Lines with the word "stone" in them must be copied from the records below.

> _Data provided_
******************************

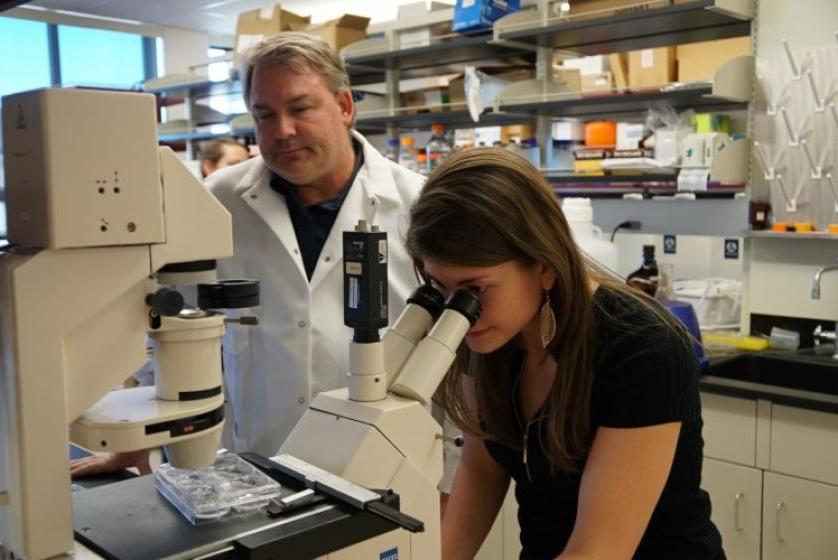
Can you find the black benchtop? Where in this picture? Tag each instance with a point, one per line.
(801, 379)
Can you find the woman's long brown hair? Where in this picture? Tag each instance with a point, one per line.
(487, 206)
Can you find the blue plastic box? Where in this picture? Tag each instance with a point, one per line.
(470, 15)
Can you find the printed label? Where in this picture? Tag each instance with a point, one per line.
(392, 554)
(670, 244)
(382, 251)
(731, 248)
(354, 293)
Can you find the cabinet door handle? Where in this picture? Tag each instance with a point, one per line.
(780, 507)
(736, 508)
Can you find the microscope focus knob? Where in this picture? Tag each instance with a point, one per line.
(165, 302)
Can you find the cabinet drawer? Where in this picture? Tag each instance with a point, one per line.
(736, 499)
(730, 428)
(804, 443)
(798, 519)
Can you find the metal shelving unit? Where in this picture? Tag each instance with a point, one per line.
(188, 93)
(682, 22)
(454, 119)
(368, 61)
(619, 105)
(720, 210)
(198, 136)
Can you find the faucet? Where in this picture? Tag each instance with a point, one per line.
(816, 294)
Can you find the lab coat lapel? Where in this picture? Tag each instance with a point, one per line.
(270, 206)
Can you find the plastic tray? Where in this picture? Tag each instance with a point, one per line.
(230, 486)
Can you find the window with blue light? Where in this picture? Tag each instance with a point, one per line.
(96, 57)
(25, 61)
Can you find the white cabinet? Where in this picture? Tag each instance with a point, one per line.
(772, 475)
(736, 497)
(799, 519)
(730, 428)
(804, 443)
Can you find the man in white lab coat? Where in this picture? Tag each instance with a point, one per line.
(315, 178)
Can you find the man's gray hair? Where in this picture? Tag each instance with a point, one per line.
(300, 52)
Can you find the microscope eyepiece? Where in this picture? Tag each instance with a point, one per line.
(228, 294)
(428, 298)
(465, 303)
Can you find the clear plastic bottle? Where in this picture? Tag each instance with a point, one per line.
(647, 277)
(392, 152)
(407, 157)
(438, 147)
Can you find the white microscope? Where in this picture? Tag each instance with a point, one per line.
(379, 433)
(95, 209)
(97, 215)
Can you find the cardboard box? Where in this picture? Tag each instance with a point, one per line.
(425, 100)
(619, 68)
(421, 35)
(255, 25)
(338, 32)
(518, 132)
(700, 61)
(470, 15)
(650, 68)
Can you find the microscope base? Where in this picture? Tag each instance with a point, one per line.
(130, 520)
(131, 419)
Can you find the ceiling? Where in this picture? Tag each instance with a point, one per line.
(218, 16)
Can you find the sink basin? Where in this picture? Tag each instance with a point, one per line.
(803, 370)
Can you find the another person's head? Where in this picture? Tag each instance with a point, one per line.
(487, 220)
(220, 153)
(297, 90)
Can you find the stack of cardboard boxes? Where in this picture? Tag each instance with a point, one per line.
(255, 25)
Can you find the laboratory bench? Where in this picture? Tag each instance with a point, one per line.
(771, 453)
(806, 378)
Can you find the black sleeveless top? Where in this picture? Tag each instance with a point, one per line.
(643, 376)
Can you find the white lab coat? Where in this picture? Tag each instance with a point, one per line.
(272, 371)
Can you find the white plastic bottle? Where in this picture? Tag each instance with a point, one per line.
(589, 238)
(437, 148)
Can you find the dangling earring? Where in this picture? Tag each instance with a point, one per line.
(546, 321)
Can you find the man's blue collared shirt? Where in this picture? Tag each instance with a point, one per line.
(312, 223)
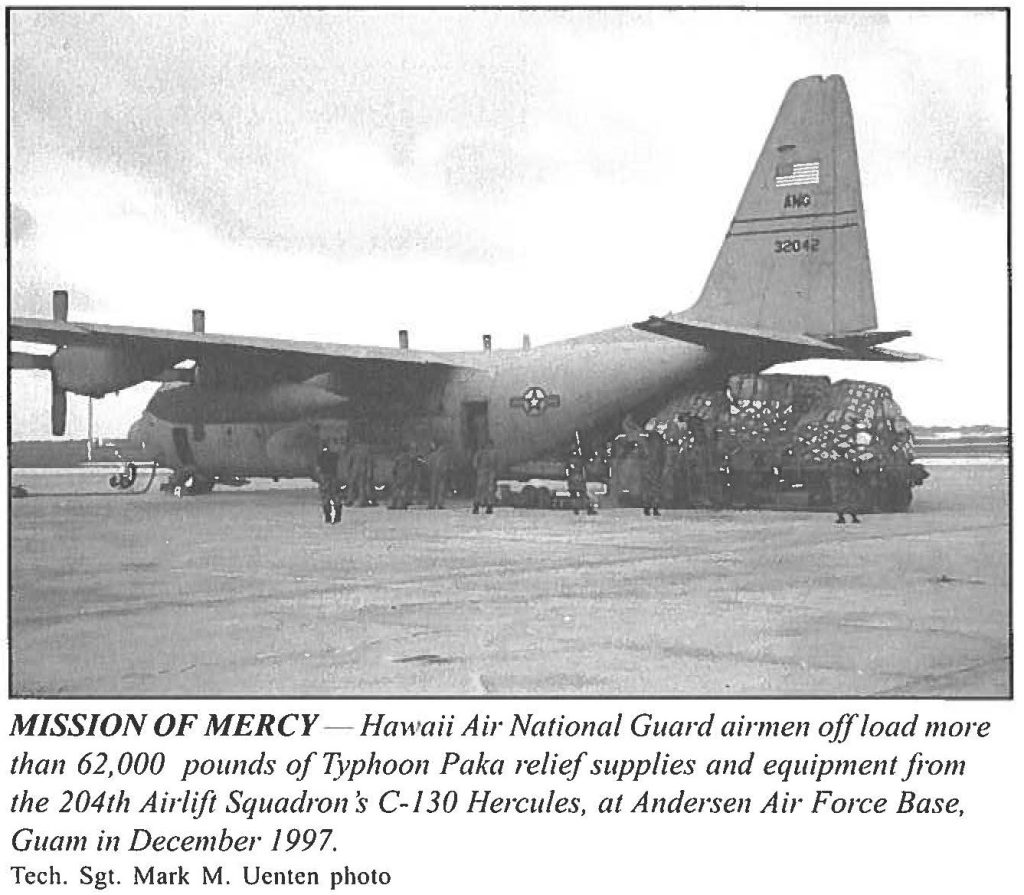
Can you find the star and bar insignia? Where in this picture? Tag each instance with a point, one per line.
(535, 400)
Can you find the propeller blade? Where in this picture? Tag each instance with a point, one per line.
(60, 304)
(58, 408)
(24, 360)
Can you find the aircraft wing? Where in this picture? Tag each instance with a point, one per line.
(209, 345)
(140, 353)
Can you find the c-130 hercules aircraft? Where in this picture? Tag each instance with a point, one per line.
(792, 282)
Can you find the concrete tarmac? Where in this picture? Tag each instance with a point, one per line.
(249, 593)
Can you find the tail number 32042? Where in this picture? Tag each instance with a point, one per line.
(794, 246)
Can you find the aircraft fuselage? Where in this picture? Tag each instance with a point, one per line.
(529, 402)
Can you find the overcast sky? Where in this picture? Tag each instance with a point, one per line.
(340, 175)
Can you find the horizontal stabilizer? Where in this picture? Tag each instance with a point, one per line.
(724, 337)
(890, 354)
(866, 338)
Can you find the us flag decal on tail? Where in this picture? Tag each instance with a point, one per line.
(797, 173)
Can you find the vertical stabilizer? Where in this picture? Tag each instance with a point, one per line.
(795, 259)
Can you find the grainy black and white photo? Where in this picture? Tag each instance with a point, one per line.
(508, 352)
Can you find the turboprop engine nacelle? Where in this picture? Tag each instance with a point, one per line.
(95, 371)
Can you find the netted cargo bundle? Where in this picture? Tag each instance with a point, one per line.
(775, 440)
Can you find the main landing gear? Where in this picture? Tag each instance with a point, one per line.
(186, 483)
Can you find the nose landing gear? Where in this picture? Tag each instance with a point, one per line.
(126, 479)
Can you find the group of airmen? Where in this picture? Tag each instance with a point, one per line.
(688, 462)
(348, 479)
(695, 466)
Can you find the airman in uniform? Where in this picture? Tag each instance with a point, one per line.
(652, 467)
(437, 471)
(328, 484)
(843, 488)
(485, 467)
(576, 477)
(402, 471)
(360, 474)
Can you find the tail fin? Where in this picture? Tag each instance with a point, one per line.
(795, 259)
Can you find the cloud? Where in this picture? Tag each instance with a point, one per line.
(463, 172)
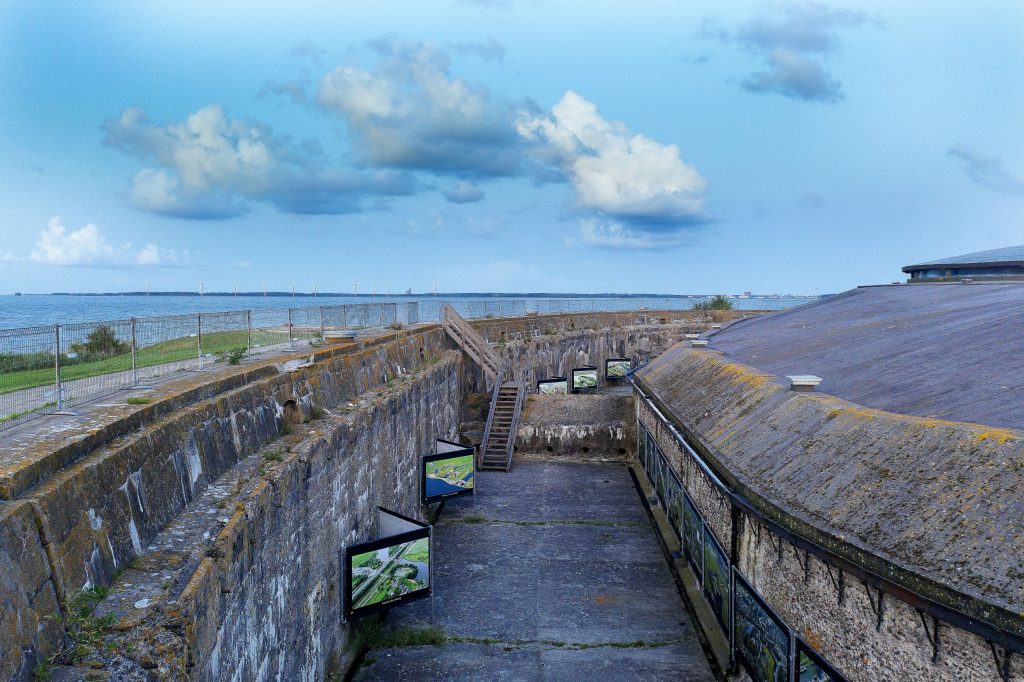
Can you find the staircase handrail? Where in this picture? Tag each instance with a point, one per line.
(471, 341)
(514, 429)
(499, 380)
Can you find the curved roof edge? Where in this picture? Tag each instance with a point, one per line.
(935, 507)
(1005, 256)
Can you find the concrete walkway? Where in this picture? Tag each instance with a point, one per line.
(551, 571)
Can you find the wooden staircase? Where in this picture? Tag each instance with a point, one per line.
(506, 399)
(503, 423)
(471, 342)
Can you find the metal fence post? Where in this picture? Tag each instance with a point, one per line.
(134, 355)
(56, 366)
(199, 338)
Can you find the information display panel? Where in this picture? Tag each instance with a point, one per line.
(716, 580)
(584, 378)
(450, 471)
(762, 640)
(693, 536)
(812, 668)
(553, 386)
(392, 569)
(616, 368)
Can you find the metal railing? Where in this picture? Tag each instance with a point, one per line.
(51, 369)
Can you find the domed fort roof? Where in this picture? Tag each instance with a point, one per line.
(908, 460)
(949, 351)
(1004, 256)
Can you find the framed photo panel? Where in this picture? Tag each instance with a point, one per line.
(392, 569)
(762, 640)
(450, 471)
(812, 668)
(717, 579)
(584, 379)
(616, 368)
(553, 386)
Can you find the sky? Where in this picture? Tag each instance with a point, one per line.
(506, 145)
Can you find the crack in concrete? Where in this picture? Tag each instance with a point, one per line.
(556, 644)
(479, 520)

******************************

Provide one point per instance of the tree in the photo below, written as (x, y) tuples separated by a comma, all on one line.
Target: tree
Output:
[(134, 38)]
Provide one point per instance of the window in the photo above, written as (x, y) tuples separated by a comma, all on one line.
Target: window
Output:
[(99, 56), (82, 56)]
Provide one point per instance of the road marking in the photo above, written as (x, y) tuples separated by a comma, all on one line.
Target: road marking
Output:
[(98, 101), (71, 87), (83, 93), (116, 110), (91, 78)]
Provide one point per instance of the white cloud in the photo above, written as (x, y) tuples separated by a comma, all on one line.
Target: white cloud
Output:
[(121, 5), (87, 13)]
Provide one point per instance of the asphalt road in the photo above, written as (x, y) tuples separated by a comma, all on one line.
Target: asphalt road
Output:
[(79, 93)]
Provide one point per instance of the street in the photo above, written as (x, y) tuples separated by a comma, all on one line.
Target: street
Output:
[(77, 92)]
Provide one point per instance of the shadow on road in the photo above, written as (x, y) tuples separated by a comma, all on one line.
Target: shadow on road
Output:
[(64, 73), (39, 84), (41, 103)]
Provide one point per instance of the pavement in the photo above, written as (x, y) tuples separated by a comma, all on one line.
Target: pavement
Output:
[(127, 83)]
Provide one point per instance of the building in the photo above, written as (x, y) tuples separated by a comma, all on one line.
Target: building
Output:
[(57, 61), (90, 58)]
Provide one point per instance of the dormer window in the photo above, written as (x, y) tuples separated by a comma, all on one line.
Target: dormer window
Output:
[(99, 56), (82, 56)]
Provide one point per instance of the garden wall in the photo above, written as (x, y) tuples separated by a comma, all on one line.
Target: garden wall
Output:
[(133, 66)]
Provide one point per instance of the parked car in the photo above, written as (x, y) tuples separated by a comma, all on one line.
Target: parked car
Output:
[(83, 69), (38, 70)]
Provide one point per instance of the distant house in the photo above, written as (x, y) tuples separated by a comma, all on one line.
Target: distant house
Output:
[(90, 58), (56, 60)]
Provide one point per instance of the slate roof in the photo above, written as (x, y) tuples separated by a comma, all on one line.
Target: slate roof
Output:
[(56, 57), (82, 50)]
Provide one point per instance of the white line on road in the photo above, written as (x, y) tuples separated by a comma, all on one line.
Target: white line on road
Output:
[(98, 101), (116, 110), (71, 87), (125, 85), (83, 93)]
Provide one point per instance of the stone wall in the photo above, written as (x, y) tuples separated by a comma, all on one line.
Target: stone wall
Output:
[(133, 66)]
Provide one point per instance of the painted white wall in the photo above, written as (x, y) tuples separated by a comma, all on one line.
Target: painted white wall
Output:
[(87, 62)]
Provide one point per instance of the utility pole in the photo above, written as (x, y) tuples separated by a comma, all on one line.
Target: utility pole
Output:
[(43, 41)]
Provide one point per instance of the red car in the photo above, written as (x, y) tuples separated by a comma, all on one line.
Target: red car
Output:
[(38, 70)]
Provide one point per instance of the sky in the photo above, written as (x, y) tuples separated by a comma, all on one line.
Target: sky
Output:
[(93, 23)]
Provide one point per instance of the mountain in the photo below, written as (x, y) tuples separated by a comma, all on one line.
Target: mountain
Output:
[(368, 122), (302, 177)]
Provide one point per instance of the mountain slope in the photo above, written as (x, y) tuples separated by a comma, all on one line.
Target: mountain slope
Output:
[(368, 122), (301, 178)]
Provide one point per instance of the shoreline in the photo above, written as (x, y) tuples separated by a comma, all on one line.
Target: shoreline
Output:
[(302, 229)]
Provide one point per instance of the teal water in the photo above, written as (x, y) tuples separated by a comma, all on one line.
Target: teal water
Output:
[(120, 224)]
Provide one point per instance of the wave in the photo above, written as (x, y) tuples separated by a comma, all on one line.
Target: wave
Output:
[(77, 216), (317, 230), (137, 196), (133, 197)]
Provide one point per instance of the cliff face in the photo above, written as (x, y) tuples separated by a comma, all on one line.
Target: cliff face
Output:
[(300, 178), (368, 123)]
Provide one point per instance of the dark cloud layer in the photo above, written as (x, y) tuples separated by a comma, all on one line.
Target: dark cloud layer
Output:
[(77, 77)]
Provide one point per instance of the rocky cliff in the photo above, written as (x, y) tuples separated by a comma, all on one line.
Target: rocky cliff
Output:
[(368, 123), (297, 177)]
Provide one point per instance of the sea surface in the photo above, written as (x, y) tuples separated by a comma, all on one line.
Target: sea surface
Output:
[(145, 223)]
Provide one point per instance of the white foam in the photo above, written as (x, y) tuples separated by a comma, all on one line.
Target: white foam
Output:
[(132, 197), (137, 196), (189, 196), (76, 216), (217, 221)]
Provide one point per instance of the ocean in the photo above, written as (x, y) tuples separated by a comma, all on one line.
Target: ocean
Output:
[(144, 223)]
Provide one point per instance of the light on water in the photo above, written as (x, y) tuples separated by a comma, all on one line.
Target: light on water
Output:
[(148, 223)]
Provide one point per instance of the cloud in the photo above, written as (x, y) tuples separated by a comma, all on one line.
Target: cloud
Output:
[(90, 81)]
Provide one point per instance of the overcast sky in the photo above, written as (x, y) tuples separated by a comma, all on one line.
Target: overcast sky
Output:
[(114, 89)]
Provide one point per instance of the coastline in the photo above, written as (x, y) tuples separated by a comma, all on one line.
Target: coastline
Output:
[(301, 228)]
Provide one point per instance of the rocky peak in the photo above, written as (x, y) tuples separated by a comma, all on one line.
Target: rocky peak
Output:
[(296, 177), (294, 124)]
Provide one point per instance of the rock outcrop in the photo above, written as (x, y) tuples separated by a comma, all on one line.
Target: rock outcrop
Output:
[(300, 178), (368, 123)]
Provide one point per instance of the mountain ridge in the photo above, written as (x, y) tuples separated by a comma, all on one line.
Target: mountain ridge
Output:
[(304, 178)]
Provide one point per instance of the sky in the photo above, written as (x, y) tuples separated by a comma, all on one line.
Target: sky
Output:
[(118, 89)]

******************************

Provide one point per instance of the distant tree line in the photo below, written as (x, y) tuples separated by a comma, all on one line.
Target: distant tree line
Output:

******************************

> _Response to the task_
Provide one point per instance of the stone wall in the photo above, written as (x, y) tuples separated by a comma, all on one line.
Target: stone wall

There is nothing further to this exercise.